▶ _Consignes_
- a) Répondez à ces questions d'après le texte sur la guerre de l'eau :
(i) Par quoi l'été que connaît la France est-il particulièrement marqué ?
(ii) Quel nom porte le collectif de militants toulousains ?
(iii) Dans quels clubs de golf ce collectif s'est-il introduit ?
- b) Relevez tous les exemples de cibles que cite le premier paragraphe du texte sur la guerre de l'eau.
- c) Traduisez en anglais cette phrase du texte sur la guerre de l'eau : « Dans la nuit de mercredi à jeudi 11 août, un collectif de militants toulousains baptisé « Kirikou » s’est introduit dans les clubs de golf Garonne des Sept Derniers et de Vieille-Toulouse. »

▶ _Texte fourni_
══════
S'achemine-t-on vers une véritable guerre de l'eau ? Alors que la France connaît un été particulièrement marqué par la sécheresse et par les restrictions d'eau, les tensions locales et le ressentiment engendrés par cette situation conduisent certains – militants écologistes ? Habitants en colère ? – à commettre des actes de sabotage. Des terrains de golf aux voitures à grosse consommation en passant par les jacuzzis des quartiers bourgeois, Marianne a recensé les derniers faits divers témoignant d'une accentuation des tensions autour de l'eau.

Deux nouveaux terrains de golf à Toulouse

Dernière cible en date : les terrains de golf. Dans la nuit de mercredi à jeudi 11 août, un collectif de militants toulousains baptisé « Kirikou » s’est introduit dans les clubs de golf Garonne des Sept Derniers et de Vieille-Toulouse. Les activistes, qui se sont, selon La Dépêche du midi , organisés en collectif spécialement pour l’occasion, ont saboté les parcours de golf en comblant les trous avec du ciment ou en endommageant la pelouse des greens.
══════
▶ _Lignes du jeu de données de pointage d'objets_
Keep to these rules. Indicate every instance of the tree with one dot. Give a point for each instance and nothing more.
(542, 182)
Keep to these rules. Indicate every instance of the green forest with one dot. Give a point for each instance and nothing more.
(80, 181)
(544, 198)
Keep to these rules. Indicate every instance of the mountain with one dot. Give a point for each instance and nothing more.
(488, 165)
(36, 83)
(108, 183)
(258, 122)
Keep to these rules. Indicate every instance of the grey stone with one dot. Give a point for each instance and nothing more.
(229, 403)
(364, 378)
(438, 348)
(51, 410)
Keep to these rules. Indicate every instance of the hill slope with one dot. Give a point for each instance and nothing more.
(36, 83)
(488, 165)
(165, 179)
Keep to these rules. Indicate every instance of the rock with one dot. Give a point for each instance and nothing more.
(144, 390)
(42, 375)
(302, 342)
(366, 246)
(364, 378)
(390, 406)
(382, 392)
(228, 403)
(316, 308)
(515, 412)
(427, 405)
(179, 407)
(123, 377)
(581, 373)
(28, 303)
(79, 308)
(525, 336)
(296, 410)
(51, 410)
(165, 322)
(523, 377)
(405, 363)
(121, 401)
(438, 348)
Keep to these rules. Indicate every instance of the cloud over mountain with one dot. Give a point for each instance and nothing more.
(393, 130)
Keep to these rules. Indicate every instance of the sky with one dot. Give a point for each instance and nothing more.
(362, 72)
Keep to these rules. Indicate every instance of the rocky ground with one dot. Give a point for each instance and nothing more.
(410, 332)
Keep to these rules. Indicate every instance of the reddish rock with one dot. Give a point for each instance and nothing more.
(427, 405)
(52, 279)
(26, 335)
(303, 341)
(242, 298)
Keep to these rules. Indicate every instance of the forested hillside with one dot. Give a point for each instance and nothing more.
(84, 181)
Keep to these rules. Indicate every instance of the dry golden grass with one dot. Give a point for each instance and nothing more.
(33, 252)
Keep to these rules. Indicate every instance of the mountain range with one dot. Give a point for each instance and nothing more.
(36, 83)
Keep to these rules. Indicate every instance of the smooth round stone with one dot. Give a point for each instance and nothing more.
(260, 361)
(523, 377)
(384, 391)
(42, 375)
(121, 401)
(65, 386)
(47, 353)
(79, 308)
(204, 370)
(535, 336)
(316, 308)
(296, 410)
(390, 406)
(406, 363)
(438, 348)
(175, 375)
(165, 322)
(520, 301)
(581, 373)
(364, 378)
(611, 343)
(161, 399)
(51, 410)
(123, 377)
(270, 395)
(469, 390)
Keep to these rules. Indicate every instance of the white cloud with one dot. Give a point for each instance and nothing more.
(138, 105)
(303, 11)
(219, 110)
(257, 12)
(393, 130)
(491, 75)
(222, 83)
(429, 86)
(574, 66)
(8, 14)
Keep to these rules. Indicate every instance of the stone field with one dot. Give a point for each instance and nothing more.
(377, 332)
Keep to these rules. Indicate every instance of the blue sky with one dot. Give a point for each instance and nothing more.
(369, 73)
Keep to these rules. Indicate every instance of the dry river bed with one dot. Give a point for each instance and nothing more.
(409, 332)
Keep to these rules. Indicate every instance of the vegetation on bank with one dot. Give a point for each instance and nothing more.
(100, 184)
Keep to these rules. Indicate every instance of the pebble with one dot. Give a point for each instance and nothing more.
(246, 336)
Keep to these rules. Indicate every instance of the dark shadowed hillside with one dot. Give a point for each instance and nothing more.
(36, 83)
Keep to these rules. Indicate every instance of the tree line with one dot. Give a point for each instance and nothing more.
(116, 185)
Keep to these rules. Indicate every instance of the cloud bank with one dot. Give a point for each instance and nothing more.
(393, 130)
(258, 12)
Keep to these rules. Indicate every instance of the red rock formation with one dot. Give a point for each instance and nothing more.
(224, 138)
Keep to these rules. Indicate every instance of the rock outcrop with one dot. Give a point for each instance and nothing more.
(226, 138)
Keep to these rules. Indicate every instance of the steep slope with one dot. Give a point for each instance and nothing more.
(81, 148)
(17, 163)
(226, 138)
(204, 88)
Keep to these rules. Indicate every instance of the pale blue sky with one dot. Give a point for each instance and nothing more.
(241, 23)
══════
▶ _Corrigé_
- a)
(i) Par la sécheresse et par les restrictions d'eau.
(ii) « Kirikou ».
(iii) Dans les clubs de golf Garonne des Sept Derniers et de Vieille-Toulouse.

- b) Les terrains de golf, les voitures à grosse consommation, les jacuzzis des quartiers bourgeois.

- c) During the night of Wednesday to Thursday, August 11, a collective of Toulouse activists called "Kirikou" broke into the Garonne des Sept Derniers and Vieille-Toulouse golf clubs.